▶ [Texto seleccionado]
• • • •

Una democracia, dos campos de fuerzas
Despejadas estas interrogantes, el argumento fundamental de por qué una ciudadanía activa es el mejor seguro democrático para un verdadero proceso constituyente, radica en que la voz de las instituciones, así como la voz de la calle son campos en disputa política. Luego, nadie puede estigmatizarlas, despreciarlas o anularlas como medios legítimos de conquista del poder, precisamente porque en ellas se juega la distribución del poder. Quien no tiene representación en las instituciones de la democracia representativa, no tiene decisión sobre el curso futuro de esas instituciones, partiendo por la Constitución. Y, viceversa, quien no tiene presencia en los territorios, en las organizaciones sociales, en los espacios y redes públicas, donde se confrontan las motivaciones de la acción política, no tiene influencia sobre el comportamiento del movimiento social y, en consecuencia, tampoco sobre la legitimación del proceso constituyente.
Es tan ineficiente abandonar la lucha en las instituciones formales para librarla en el campo social, como recogerse de este último para incursionar en la esfera de las asambleas deliberantes. En el actual trance histórico abierto el 18 de octubre del 2019, ambas luchas de reconocimiento son simultáneas y complementarias. Los lobistas de las AFPs, de los patrimonios privados sobre el agua, de las transnacionales mineras, de las corporaciones agroindustriales, de las inmobiliarias, o de las concesionarias, no cesarán de defender y representar sus intereses ante la Convención Constitucional, por otras vías e instrumentos, claro, distintos de la protesta social. Es probable que —como ha sido costumbre durante décadas— ya hayan confeccionado la nómina del vicariato a cargo de bregar por la defensa de sus modelos de negocios.

• • • •

▶ [Tarea solicitada 1]
Responde con base en el texto sobre la ciudadanía activa y el proceso constituyente:
(a) ¿Qué dos voces se describen como campos en disputa política?
(b) ¿En qué fecha se abrió el actual trance histórico?
(c) ¿Ante qué órgano seguirán defendiendo sus intereses los lobistas?
▶ [Tarea solicitada 2] Escribe la continuación del texto sobre la ciudadanía activa y el proceso constituyente a partir de su última oración.

• • • •

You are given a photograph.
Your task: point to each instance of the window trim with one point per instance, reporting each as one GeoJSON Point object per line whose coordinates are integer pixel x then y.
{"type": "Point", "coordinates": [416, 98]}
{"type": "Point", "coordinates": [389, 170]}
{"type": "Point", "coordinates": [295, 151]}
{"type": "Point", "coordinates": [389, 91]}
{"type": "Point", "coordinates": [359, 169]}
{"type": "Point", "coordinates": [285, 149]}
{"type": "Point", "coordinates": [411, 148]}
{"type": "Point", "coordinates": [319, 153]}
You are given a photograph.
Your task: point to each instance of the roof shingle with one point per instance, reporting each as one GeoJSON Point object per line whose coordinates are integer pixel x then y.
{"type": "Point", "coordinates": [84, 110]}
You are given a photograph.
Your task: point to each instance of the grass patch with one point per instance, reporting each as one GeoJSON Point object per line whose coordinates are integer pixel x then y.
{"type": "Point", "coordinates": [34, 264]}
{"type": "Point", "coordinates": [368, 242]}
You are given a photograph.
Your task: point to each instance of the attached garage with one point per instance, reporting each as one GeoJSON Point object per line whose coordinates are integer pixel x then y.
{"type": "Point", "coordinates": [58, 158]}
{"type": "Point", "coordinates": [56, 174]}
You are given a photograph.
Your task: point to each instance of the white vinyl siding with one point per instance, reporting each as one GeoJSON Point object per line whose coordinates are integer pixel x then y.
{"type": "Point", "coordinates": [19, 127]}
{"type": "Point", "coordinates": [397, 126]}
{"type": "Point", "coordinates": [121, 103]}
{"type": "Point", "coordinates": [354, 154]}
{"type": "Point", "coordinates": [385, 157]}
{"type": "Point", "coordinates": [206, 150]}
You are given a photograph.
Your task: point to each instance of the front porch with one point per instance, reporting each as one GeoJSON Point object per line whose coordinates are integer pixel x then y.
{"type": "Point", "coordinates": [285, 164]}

• • • •

▶ [Resultado obtenido 1]
(a) La voz de las instituciones y la voz de la calle.
(b) El 18 de octubre del 2019.
(c) Ante la Convención Constitucional.

▶ [Resultado obtenido 2]
Pero, entonces, ¿por qué habrían de resignar sus luchas los pueblos originarios, las mujeres, los jóvenes, los consumidores, los pensionados, los activistas de derechos humanos? ¿Por qué habrían de renunciar a sus prerrogativas aquellos millones de hombres y mujeres que comprobaron, e incorporaron a la memoria colectiva, que la protesta social pudo descerrajar las trabas constitucionales, generar el acuerdo transversal del 15 de noviembre del 2019 a favor de un nuevo estatuto y, finalmente, dar origen a la mayor movilización electoral de la historia nacional, como fue la del 25 de octubre de este año? ¿Por qué habrían de arrancar de sus recuerdos que el cese de la presión social durante los meses más duros de la pandemia, solo permitió más abusos de la administración, más impunidad policial y más restricción de derechos civiles y políticos?
La única simetría política que permite controlar y poner a raya a la violencia estética de pequeño grupo que instrumentaliza a los movimientos sociales, y la única que permite limitar y someter a protocolo a la violencia policial, es la práctica, funcional y simultánea, de la democracia de las instituciones y la democracia de los territorios, en la original experiencia constituyente que se está desenvolviendo en Chile. Por consiguiente, debería desecharse aquel dualismo según el cual lo que ocurre en las calles y plazas es subversión del orden, como aquello que ocurre en el parlamento y en la convención es política de salón. Deberían ser vistos como campos de fuerza donde se resuelve el diálogo y el conflicto político y social.